**ARTYKUŁ**
Nasza Loteria SR - pasek na kartach artykułów

Daleka droga po wódkę. Urzędnicy ustalają granicę, która ma nas dzielić od alkoholu

Katarzyna Hejna [email protected]
- Osoby uzależnione przejdą nawet i 200 metrów w nocy żeby się napić - mówi Janka Zarzycka, psycholożka
- Osoby uzależnione przejdą nawet i 200 metrów w nocy żeby się napić - mówi Janka Zarzycka, psycholożka
Sto czy pięćdziesiąt metrów - w jakiej odległości od przedszkoli, szkół i kościołów można sprzedawać alkohol?

- Właściciel sklepu sprzedającego alkohol na Osowej Górze musiał go zamknąć, gdy w pobliżu powstało prywatne przedszkole - informuje Anna Wołos, kierowniczka referatu zezwoleń alkoholowych w bydgoskim Urzędzie Miejskim. - Nie przedłużyliśmy mu koncesji, ponieważ takie jest prawo.

Czytaj też: Kryzys widać nawet w kieliszku

W Bydgoszczy obowiązuje zakaz sprzedaży alkoholu o zawartości powyżej 4,5 procent (z wyjątkiem piwa) w odległości mniejszej, niż 60 metrów od szkół (poza wyższymi), przedszkoli, żłobków, kościołów, kaplic, schronisk dla bezdomnych itp. - Do 2003 roku odległość ta wynosiła 70 metrów - dodaje Anna Wołos.

Poza tym, w mieście może funkcjonować tylko 550 punktów z takimi trunkami (przeznaczonymi do spożycia poza miejscem sprzedaży).

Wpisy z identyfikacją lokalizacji
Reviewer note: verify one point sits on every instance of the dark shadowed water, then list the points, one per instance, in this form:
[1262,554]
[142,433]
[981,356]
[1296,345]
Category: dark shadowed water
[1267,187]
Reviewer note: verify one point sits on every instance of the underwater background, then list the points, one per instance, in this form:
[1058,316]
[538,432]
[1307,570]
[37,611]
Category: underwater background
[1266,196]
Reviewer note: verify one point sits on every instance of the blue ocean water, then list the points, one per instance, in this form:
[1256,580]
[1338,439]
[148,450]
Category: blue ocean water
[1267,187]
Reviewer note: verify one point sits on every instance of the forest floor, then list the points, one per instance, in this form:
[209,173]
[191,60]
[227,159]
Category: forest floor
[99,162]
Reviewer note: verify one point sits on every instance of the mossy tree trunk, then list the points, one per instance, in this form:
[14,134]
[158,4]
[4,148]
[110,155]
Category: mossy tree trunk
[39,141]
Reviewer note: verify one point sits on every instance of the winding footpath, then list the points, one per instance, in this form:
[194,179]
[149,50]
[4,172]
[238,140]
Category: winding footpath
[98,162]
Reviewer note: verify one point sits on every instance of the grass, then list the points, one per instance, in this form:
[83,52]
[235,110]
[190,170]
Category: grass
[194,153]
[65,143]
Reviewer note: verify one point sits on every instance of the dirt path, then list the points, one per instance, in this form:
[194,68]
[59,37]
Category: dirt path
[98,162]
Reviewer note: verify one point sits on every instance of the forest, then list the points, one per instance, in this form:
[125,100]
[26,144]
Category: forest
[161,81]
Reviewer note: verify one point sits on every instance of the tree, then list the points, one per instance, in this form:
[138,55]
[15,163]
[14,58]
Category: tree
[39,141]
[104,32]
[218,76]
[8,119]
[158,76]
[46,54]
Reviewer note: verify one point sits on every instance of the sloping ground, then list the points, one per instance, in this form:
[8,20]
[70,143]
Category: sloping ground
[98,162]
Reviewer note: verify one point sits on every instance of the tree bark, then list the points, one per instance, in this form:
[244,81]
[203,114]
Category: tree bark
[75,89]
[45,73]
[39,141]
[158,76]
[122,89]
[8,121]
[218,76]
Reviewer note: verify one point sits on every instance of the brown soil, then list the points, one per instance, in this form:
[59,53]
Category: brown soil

**ZADANIA DO WYKONANIA**
• A. Jaka minimalna odległość od szkół, przedszkoli i kościołów obowiązywała w Bydgoszczy do 2003 roku według artykułu o sprzedaży alkoholu?
• B. Wypisz z artykułu o sprzedaży alkoholu w Bydgoszczy fragment od słów „- Właściciel sklepu” do słów „dodaje Anna Wołos.” włącznie.
• C. Kontynuuj artykuł o granicach sprzedaży alkoholu w Bydgoszczy od miejsca, w którym się kończy.

**ODPOWIEDZI PO KOLEI**
• A. 70 metrów.

• B.
- Właściciel sklepu sprzedającego alkohol na Osowej Górze musiał go zamknąć, gdy w pobliżu powstało prywatne przedszkole - informuje Anna Wołos, kierowniczka referatu zezwoleń alkoholowych w bydgoskim Urzędzie Miejskim. - Nie przedłużyliśmy mu koncesji, ponieważ takie jest prawo.

Czytaj też: Kryzys widać nawet w kieliszku

W Bydgoszczy obowiązuje zakaz sprzedaży alkoholu o zawartości powyżej 4,5 procent (z wyjątkiem piwa) w odległości mniejszej, niż 60 metrów od szkół (poza wyższymi), przedszkoli, żłobków, kościołów, kaplic, schronisk dla bezdomnych itp. - Do 2003 roku odległość ta wynosiła 70 metrów - dodaje Anna Wołos.

• C.
Z kolei w Toruniu rada miasta uchwaliła, że alkoholu nie można sprzedawać w odległości co najmniej 50 metrów od takich budynków. - Do tych „zastrzeżonych” obiektów wpisano też domy studenckie - mówi Krzysztof Kisielewski, dyrektor wydziału zajmującego się wydawaniem zezwoleń na sprzedaż alkoholu w toruńskim Ratuszu. - Ale przedsiębiorcy mogą otrzymać zezwolenie od szefostwa danego obiektu na sprzedaż alkoholi w mniejszej odległości.

Skąd taka „furtka” dla toruńskich biznesmenów? Starówka jest wizytówką miasta, „żyje” praktycznie całą dobę. A obok kilku kościołów i szkoły podstawowej funkcjonują tu 142 kluby, puby, restauracje, bary. Podczas gdy w całym mieście jest ich 370. - Gdyby przepisy były bardziej restrykcyjne najprawdopodobniej te lokale musiałyby zostać zamknięte - uważa Krzysztof Kisielewski.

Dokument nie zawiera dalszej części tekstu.